Given problem :: Below you will find a set of lines. Repeat them all exactly.

Record set ::
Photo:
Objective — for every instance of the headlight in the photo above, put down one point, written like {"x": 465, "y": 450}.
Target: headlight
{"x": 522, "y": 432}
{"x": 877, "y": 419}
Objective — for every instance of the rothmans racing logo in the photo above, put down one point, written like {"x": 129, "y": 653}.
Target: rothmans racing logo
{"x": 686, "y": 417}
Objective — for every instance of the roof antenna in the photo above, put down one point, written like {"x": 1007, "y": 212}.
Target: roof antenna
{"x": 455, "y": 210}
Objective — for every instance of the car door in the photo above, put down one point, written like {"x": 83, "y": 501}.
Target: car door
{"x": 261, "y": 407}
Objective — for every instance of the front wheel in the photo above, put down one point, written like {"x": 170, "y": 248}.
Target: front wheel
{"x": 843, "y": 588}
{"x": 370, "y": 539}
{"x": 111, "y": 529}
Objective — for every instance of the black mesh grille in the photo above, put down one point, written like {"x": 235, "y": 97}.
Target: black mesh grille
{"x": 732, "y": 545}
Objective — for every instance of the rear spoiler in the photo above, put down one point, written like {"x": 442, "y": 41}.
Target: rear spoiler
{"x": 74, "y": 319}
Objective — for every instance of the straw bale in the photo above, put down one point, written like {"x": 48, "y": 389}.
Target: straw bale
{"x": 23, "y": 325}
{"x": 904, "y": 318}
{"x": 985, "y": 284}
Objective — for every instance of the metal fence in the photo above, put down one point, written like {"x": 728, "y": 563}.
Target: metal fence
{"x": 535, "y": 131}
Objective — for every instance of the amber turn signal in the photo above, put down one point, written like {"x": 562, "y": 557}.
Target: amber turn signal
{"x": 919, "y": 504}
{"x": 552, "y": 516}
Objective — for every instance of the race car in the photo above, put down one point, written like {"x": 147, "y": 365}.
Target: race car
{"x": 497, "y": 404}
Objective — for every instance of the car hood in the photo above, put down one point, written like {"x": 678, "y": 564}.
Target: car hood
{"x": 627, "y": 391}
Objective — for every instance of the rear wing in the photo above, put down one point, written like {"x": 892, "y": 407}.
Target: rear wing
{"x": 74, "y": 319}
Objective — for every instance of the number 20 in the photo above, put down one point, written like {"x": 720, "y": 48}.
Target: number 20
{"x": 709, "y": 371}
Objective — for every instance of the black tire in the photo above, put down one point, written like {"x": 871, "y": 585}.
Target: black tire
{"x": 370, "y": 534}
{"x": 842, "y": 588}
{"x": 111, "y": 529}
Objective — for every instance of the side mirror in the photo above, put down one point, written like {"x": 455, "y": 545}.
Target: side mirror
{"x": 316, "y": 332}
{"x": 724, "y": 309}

Task answer ::
Photo:
Objective — for every instance of the headlight in the photo above, put down one point, written like {"x": 465, "y": 450}.
Target: headlight
{"x": 522, "y": 432}
{"x": 877, "y": 419}
Objective — for every instance of the rothmans racing logo in the photo above, put down one point, written like {"x": 129, "y": 653}.
Target: rothmans racing logo
{"x": 686, "y": 417}
Objective — for every instance of the roof antenna in the photo above, put down one point, written like {"x": 1007, "y": 212}.
Target: roof antenna
{"x": 455, "y": 210}
Objective — for every instance of the car door in the photo above, put down one point, written like {"x": 83, "y": 501}.
Target: car door
{"x": 261, "y": 407}
Objective — for every instance of the front wheel in the photo above, put down one point, written like {"x": 170, "y": 248}.
Target: front wheel
{"x": 843, "y": 588}
{"x": 370, "y": 539}
{"x": 111, "y": 529}
Objective — for every instance of the black mesh grille in the photo above, put down one point, written like {"x": 235, "y": 97}.
Target: black mesh grille
{"x": 732, "y": 545}
Objective — for every instance of the rear spoiler in the photo above, put down one point, written like {"x": 442, "y": 41}.
Target: rear spoiler
{"x": 74, "y": 319}
Objective — for every instance of the straw bale in the photo above, put down one point, written like {"x": 48, "y": 389}.
Target: straw bale
{"x": 23, "y": 325}
{"x": 904, "y": 318}
{"x": 985, "y": 284}
Objective — for every instance of the metal fence in the photo above, put down one point, written like {"x": 728, "y": 563}.
Target: metal fence
{"x": 535, "y": 131}
Objective — for every instance of the amber turn signal in the photo above, put down one point, written like {"x": 562, "y": 557}.
Target: amber turn signal
{"x": 919, "y": 504}
{"x": 552, "y": 516}
Objective — for every instance of the race car in the photo above, put down one point, written like {"x": 147, "y": 365}.
Target: race car
{"x": 497, "y": 404}
Objective — for every instance of the car hood in the photo above, put down one point, written like {"x": 678, "y": 564}.
Target: car hood
{"x": 627, "y": 391}
Objective — for every instance of the rear wing in the photo above, put down one point, written like {"x": 892, "y": 407}.
Target: rear wing
{"x": 74, "y": 319}
Objective — for every instance of the number 20 in the photo above, put down one point, written like {"x": 720, "y": 48}.
Target: number 20
{"x": 709, "y": 371}
Objective — for every instance of the black tire in the photo above, put down one point, written like {"x": 871, "y": 585}.
Target: black tire
{"x": 370, "y": 534}
{"x": 842, "y": 588}
{"x": 111, "y": 529}
Objective — for every instance of the side mirror in the photo above, put down one point, written like {"x": 455, "y": 545}.
Target: side mirror
{"x": 316, "y": 332}
{"x": 724, "y": 309}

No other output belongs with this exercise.